Aim: Turn the data beginning at the line with "Object to locate: chair seat" and continuing through the line with "[0,0,56,136]", both included, into a numbered list, leaving out any blank lines.

Input rows:
::::
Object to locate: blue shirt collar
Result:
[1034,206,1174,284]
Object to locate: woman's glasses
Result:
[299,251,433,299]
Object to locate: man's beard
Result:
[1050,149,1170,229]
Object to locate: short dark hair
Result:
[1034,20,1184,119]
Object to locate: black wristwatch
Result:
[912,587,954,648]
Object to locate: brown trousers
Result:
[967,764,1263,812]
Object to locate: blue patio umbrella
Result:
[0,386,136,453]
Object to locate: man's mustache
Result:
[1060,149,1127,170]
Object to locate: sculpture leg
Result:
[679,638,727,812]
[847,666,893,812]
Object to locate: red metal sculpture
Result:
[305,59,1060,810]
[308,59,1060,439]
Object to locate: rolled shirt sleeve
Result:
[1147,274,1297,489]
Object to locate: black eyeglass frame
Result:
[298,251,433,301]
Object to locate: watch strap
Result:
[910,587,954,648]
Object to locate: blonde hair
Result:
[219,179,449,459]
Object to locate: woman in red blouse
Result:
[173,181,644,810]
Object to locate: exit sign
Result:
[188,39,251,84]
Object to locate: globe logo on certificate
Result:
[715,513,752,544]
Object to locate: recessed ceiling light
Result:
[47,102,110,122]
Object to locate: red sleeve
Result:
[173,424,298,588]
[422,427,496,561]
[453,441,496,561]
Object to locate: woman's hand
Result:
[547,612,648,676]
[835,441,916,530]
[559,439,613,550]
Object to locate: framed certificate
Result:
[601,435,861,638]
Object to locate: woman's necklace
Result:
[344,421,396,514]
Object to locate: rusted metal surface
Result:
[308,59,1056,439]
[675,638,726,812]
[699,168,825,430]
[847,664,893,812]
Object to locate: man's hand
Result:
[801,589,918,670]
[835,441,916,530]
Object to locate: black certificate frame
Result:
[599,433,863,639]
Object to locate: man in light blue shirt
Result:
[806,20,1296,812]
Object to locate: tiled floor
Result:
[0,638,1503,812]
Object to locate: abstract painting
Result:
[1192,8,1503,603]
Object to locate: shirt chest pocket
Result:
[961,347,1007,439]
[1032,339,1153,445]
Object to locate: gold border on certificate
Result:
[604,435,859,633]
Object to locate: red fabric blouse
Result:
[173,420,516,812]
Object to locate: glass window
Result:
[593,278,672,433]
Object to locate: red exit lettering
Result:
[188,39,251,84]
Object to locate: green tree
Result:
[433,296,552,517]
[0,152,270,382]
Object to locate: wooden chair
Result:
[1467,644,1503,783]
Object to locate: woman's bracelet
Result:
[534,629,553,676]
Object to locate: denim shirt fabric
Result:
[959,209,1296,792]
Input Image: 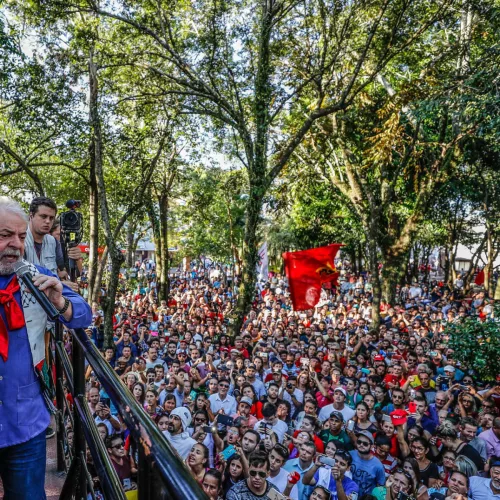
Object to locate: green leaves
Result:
[443,307,500,381]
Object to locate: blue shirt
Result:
[0,266,92,448]
[349,450,385,497]
[283,458,314,499]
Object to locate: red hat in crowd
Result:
[390,410,408,427]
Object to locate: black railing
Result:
[54,322,208,500]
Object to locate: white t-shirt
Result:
[253,420,288,443]
[469,476,500,500]
[318,403,356,422]
[267,468,289,493]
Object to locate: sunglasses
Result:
[249,470,267,479]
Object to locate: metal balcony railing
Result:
[50,322,208,500]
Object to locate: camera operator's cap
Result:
[330,411,344,423]
[240,396,253,407]
[333,387,347,397]
[356,431,374,444]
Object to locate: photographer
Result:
[24,197,82,291]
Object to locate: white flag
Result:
[257,242,269,280]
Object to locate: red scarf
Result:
[0,276,25,361]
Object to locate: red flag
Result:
[474,269,484,286]
[283,243,343,311]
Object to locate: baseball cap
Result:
[357,431,373,444]
[240,396,253,406]
[330,411,344,422]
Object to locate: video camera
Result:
[59,200,83,247]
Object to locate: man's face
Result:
[333,391,345,404]
[460,424,477,443]
[238,403,250,416]
[299,444,316,462]
[219,380,229,398]
[88,388,99,405]
[490,466,500,490]
[167,415,182,434]
[335,455,349,476]
[108,438,125,458]
[418,373,431,389]
[0,212,27,276]
[30,205,56,236]
[304,401,316,415]
[241,432,257,455]
[356,436,372,455]
[269,450,285,472]
[415,401,426,415]
[248,464,269,492]
[330,417,342,433]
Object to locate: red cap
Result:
[390,410,408,426]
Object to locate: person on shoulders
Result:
[302,449,359,500]
[350,431,385,496]
[226,451,274,500]
[469,455,500,500]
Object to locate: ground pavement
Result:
[0,420,65,500]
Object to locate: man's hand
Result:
[332,464,340,481]
[33,274,64,309]
[68,246,82,260]
[62,280,79,293]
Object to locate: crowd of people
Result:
[78,263,500,500]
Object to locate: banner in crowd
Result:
[257,241,269,280]
[283,243,343,311]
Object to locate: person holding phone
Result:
[92,398,122,436]
[226,451,273,500]
[372,469,415,500]
[302,449,359,500]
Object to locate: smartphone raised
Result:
[99,398,111,408]
[318,455,335,467]
[220,444,236,462]
[267,488,285,500]
[217,413,234,427]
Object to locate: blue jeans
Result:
[0,431,47,500]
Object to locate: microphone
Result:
[14,261,59,320]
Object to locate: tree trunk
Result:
[232,186,265,335]
[367,237,382,328]
[348,247,359,274]
[89,48,116,347]
[382,254,406,305]
[87,165,99,304]
[125,223,137,269]
[92,245,108,302]
[156,194,170,300]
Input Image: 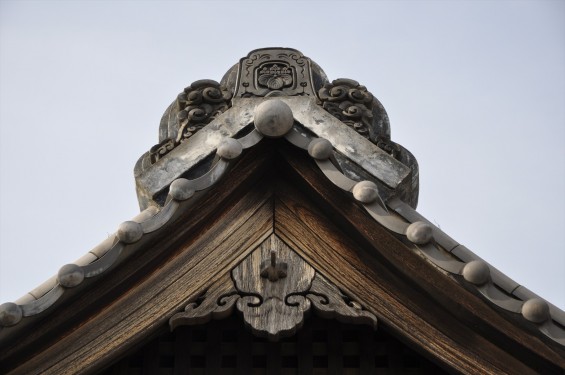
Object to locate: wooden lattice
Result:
[104,316,445,375]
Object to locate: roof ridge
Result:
[0,99,565,346]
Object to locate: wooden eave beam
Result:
[0,140,565,374]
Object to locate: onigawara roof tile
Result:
[0,48,565,370]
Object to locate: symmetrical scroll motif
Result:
[169,234,377,341]
[318,78,373,139]
[234,48,315,98]
[232,235,315,340]
[149,79,231,163]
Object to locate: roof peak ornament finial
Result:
[135,48,418,209]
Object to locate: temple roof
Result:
[0,48,565,374]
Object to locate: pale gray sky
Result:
[0,0,565,309]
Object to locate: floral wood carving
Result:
[169,273,239,331]
[149,79,232,164]
[232,235,316,340]
[169,234,377,341]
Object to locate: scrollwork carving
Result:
[170,234,377,341]
[169,274,240,331]
[149,79,232,164]
[306,274,377,328]
[318,78,373,139]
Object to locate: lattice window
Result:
[100,316,445,375]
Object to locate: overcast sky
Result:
[0,0,565,309]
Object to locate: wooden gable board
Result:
[0,139,565,374]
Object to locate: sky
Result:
[0,0,565,309]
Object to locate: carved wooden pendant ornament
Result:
[169,234,377,341]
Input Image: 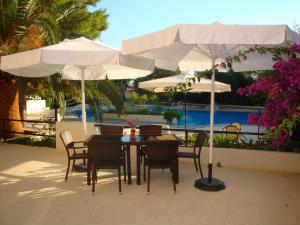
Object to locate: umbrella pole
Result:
[184,91,188,145]
[195,58,225,191]
[80,67,87,141]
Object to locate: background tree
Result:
[0,0,108,136]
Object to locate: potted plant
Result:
[164,110,181,124]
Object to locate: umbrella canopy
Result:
[122,22,300,190]
[139,73,231,93]
[139,72,231,145]
[1,37,154,137]
[122,22,300,71]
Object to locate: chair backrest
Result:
[100,125,124,135]
[222,123,241,140]
[88,140,122,164]
[139,125,162,136]
[146,140,179,161]
[194,130,207,156]
[60,130,74,149]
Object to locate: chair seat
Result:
[177,152,198,158]
[70,153,87,159]
[145,160,173,169]
[95,160,120,169]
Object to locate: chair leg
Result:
[143,161,146,181]
[198,157,203,178]
[123,156,127,183]
[140,155,145,164]
[194,158,198,173]
[65,160,70,180]
[92,167,97,193]
[118,166,122,193]
[147,163,150,193]
[72,159,75,172]
[172,165,176,194]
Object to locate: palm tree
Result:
[0,0,108,136]
[0,0,56,136]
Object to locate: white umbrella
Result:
[139,72,231,141]
[1,37,154,138]
[122,23,300,190]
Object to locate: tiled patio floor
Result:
[0,143,300,225]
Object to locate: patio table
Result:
[86,134,179,185]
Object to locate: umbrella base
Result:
[195,177,225,191]
[74,164,87,173]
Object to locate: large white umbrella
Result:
[122,23,300,190]
[1,37,154,138]
[139,72,231,141]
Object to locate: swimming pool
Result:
[72,107,252,126]
[177,110,252,126]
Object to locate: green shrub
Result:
[186,133,300,152]
[130,91,139,104]
[163,110,181,124]
[149,94,159,103]
[6,137,55,148]
[139,94,148,105]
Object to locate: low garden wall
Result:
[103,113,165,123]
[56,121,300,173]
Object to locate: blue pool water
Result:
[72,108,251,126]
[178,110,251,126]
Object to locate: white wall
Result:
[26,100,46,114]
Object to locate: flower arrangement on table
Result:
[127,119,138,138]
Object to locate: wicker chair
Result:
[144,140,179,193]
[100,125,124,135]
[60,130,87,180]
[177,130,207,178]
[139,125,162,164]
[88,140,126,193]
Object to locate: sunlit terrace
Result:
[0,143,300,225]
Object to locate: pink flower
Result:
[127,120,134,127]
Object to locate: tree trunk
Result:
[0,71,23,137]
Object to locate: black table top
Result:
[87,134,179,144]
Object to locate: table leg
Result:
[136,145,141,185]
[86,156,91,185]
[126,145,132,184]
[174,157,179,184]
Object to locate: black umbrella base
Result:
[195,177,225,191]
[74,164,87,173]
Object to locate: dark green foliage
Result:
[6,137,55,148]
[182,134,300,152]
[163,110,181,124]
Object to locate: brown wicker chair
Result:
[139,125,162,136]
[88,140,126,193]
[177,130,207,178]
[139,125,162,164]
[144,140,179,193]
[60,130,87,180]
[100,125,124,135]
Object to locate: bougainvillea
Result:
[237,44,300,146]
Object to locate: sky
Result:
[91,0,300,48]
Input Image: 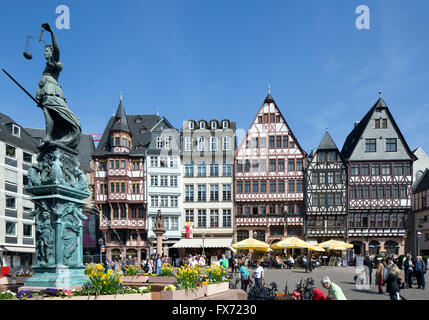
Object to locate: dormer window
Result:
[156,137,164,149]
[12,124,21,137]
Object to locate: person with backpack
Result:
[383,264,404,300]
[375,258,386,294]
[414,256,426,290]
[220,254,228,269]
[252,260,264,288]
[404,254,414,289]
[238,260,249,291]
[363,255,374,285]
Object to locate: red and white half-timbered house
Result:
[234,93,306,243]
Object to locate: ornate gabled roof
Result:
[92,114,159,156]
[413,169,429,193]
[112,99,131,133]
[341,97,417,161]
[264,93,274,103]
[317,131,338,150]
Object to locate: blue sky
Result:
[0,0,429,152]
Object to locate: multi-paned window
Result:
[185,162,194,177]
[365,139,377,152]
[185,184,194,201]
[222,209,232,228]
[198,184,207,201]
[222,184,232,201]
[210,209,219,228]
[210,184,219,201]
[185,209,194,222]
[386,138,397,152]
[197,209,207,228]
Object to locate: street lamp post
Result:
[98,238,104,264]
[202,231,206,256]
[415,231,422,256]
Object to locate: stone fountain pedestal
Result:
[21,143,90,291]
[153,229,165,256]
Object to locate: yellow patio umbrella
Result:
[308,245,326,252]
[270,237,311,249]
[231,238,270,251]
[319,240,353,250]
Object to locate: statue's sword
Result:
[2,69,40,106]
::::
Solution for this exercise:
1. Object to locate: chair seat
2. Result:
3. [177,152,198,158]
4. [70,153,87,159]
5. [145,160,173,169]
6. [95,160,120,169]
7. Object to locate: chair leg
8. Result:
9. [143,161,146,181]
10. [198,157,203,178]
11. [123,156,127,183]
12. [140,155,145,164]
13. [194,158,198,173]
14. [65,160,70,180]
15. [92,167,97,193]
16. [118,166,122,193]
17. [147,163,150,193]
18. [72,159,75,172]
19. [172,165,176,194]
20. Object to locate: palm tree
21. Result:
22. [0,0,108,136]
23. [0,0,56,136]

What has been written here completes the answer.